## [SUPPLIED TEXT]
- - - -
Stroll down King Street, in St Helier, Jersey and you’ll find — opposite the little Boots — Harriet & Rose, a store dedicated to ‘thoughtful gifting in Jersey’. It’s a beautiful store and, in keeping with its USP, it’s a well-thought out one. There’s room to manoeuvre a buggy, dogs are welcome, and stock is, wherever possible, sourced from Jersey — ‘if we can source it in Jersey we will, but if we can’t we’ll get it here for you.’
We caught up with Harriet, the woman (and name) behind Harriet & Rose, to hear more about opening the physical Harriet & Rose store earlier this year (“while the rest of the world went online, we went physical”), and to ask a simple question without a simple answer: when do you take the leap?
To understand how Harriet & Rose came to be, we need to wind it back by five years to when Harriet first moved to the island of Jersey.
“I moved to Jersey in 2016 (I had an online jewellery business in the UK which I sold when I moved to Jersey). One of the first things I realised was that my days of last minute online gifting were gone! Island living is full of upsides, but delivery times are not one of them. I had the germ of an idea for an online gifting business. Jersey is only nine by five miles, and so it was relatively easy to target the demographically small area. I launched my online gifting business delivering only in Jersey in June 2019.”
Harriet learned a lot from that first year of trading. She worked on optimising the site locally, and on growing the social media. She started offering same day delivery, as well having a small office in town where customers could pick up from (“The town collection was always key!”). Harriet & Rose was gaining traction locally, with a steady stream of orders (albeit in relatively small numbers).
And then, Covid hit.
“I was in the oddly lucky position that everyone overnight had to stop shopping in person. Added to that people who were unable to travel to Jersey, still wanted to send gifts to their loved ones.”
Suddenly, what was once a five year dream — a physical space for Harriet & Rose — became a more immediate option. I asked Harriet how she knew it was time for a shop — whether it was purely a numbers game, or if there was a certain amount of instinct involved. But apparently, there was one key factor I hadn’t considered…
‘Space! There’s that moment when you can’t go on having boxes piled up in your hallway. And kitchen. And garage. And shed. I knew I needed premises to facilitate taking the business to the next level, and it was a decision between high street or office. In the run up to Christmas 2020 I organised a Small Business Pop up and knew that when I could talk to my customers about what they were buying, I sold more… and so the decision sort of made itself. Though I was not originally looking for prime retail, which is where I’ve ended up!’
Pop up stores are becoming an increasingly popular way for retailers to test the waters between ecommerce and brick and mortar stores, and it’s a trend that was accelerated by — you guessed it — the pandemic.
- - - -
## [DATA EXTRACT]

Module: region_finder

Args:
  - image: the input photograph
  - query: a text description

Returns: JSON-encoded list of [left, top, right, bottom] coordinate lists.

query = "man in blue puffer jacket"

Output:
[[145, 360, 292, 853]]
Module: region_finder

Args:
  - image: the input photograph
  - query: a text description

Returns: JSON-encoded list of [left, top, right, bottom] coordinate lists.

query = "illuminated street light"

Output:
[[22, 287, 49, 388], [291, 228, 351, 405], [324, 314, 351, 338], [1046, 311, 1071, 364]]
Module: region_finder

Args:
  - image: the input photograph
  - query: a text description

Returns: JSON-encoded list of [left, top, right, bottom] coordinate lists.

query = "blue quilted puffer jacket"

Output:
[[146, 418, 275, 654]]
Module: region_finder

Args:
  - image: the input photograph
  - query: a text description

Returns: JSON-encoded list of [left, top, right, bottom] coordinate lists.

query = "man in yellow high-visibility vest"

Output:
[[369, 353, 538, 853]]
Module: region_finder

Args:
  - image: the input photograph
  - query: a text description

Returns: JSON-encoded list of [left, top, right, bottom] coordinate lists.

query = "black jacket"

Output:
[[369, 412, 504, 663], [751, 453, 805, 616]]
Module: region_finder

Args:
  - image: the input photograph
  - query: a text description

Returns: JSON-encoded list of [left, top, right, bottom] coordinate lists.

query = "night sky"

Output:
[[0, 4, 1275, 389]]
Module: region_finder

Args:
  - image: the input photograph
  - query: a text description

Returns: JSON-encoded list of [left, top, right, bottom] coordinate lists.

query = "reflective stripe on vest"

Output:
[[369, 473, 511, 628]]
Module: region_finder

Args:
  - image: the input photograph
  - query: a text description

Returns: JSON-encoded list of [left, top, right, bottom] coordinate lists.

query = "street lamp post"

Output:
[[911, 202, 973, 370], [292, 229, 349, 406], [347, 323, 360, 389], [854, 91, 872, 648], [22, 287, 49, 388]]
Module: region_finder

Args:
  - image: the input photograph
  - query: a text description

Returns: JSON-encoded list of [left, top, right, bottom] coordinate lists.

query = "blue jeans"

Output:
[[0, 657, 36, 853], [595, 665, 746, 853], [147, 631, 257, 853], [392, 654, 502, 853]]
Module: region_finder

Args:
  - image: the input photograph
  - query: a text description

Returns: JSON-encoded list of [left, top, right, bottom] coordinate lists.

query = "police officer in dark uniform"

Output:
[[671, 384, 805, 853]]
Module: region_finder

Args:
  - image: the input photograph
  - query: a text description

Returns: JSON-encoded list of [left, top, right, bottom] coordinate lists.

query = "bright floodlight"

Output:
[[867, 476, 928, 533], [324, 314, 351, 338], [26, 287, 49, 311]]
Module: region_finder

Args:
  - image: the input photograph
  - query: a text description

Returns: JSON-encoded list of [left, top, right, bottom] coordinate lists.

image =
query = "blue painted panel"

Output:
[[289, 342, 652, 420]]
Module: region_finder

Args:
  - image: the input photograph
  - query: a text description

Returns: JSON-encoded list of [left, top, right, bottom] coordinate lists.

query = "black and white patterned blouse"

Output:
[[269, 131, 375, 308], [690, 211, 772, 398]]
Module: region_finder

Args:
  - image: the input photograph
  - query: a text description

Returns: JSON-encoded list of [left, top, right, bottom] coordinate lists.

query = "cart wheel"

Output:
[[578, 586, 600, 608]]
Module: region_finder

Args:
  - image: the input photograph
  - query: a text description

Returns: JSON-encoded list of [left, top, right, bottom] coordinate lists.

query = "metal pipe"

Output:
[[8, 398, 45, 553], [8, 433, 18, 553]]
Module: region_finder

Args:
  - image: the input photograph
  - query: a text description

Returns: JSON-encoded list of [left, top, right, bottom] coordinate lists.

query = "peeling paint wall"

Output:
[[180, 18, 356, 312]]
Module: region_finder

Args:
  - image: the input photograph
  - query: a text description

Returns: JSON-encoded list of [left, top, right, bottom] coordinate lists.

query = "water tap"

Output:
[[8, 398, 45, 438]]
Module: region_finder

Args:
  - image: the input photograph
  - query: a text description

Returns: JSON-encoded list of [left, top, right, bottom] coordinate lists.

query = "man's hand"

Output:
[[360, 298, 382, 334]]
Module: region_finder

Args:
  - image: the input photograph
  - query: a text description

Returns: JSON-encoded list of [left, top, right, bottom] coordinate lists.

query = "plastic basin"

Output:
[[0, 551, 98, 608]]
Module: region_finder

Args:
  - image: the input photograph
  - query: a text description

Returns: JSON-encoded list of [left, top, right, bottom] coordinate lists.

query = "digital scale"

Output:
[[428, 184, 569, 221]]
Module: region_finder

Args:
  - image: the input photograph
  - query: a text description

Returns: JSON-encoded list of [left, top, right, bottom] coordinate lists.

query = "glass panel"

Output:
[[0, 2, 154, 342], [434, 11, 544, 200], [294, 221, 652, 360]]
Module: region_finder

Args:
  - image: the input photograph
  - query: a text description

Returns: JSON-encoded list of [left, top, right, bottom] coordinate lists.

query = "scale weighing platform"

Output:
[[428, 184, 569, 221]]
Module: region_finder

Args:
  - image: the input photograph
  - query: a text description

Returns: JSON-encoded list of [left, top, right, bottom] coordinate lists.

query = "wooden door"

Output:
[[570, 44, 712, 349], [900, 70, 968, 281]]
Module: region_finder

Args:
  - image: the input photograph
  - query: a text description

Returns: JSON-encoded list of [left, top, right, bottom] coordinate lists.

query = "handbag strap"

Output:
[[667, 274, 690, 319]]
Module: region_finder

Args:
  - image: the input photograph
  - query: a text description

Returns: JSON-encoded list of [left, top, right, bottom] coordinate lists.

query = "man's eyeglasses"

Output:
- - - -
## [EXERCISE DETAILS]
In the Harriet & Rose text, Harriet names the places in her home where boxes piled up before she took premises. List all of them.

## [RESULT BELOW]
Hallway, kitchen, garage, shed